- [Passage provided]:
——
# Besement enclosure made for our caiman tegus



## Renske (Jun 21, 2015)

Here is a project we worked on for years. In this video you can see the whole progress and how it is now. Enjoy!


----------



## N8bub (Jun 21, 2015)

Wow, that is world class! Amazing work.


----------



## Walter1 (Jun 21, 2015)

Ditto N8BUB. Nice going!


----------



## Renske (Jun 22, 2015)




----------



## Walter1 (Jun 24, 2015)

What do you feed your Caiman Lizard? He looks very well cared for.


----------



## Renske (Jun 24, 2015)

Thanks! We feed him mostly live snails and sometimes grinded fish.


----------



## Walter1 (Jun 24, 2015)

Where do you get a steady supply of snails?


----------



## Renske (Jun 25, 2015)

Escargotes live here in the wild (the netherlands, Europe). So in summer i catch them. In winter i order live ones from a breeder who breeds them for human consumption. And i give frozen apple snails in winter.


----------



## Walter1 (Jun 25, 2015)

That's really neat. It is being fed exactly what it should be fed. Not so easy in the states, which is what I think hinders its popularity despite high availability of juveniles and adults in the market.


----------
——
- [Data excerpt]:

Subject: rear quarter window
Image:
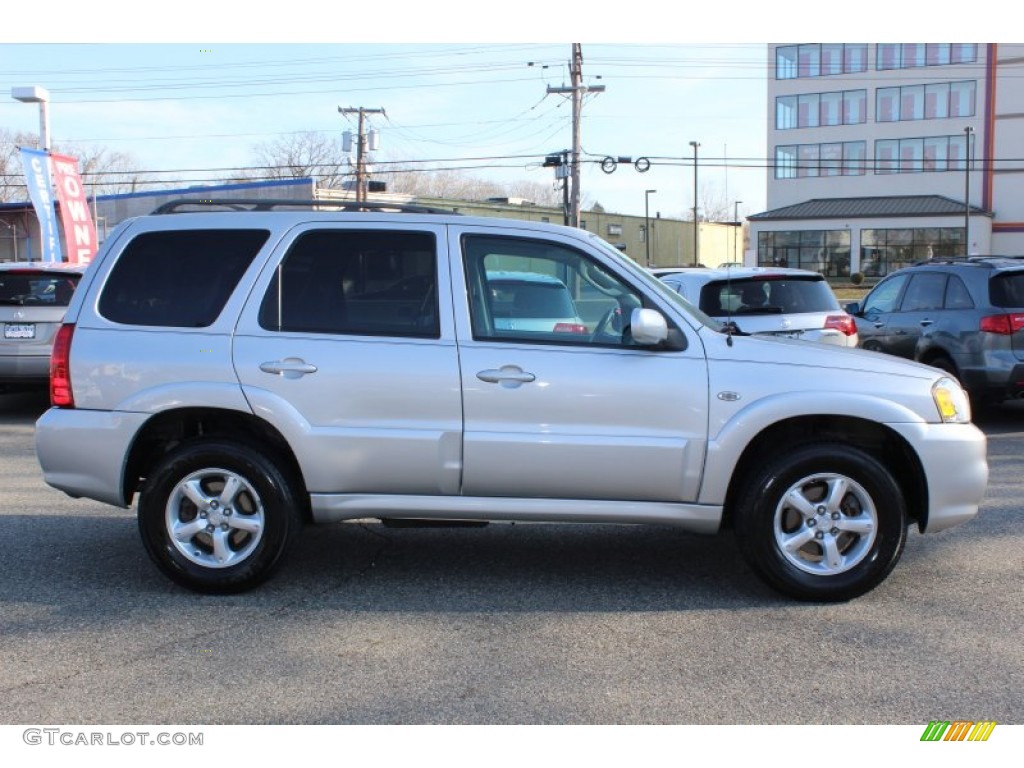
——
- [Objective]: Please reproduce, word for word, the part of the caiman tegu enclosure thread that opens with the words containing "Where do you" and closes with "snails in winter.".

- [Task solution]:
Where do you get a steady supply of snails?


----------



## Renske (Jun 25, 2015)

Escargotes live here in the wild (the netherlands, Europe). So in summer i catch them. In winter i order live ones from a breeder who breeds them for human consumption. And i give frozen apple snails in winter.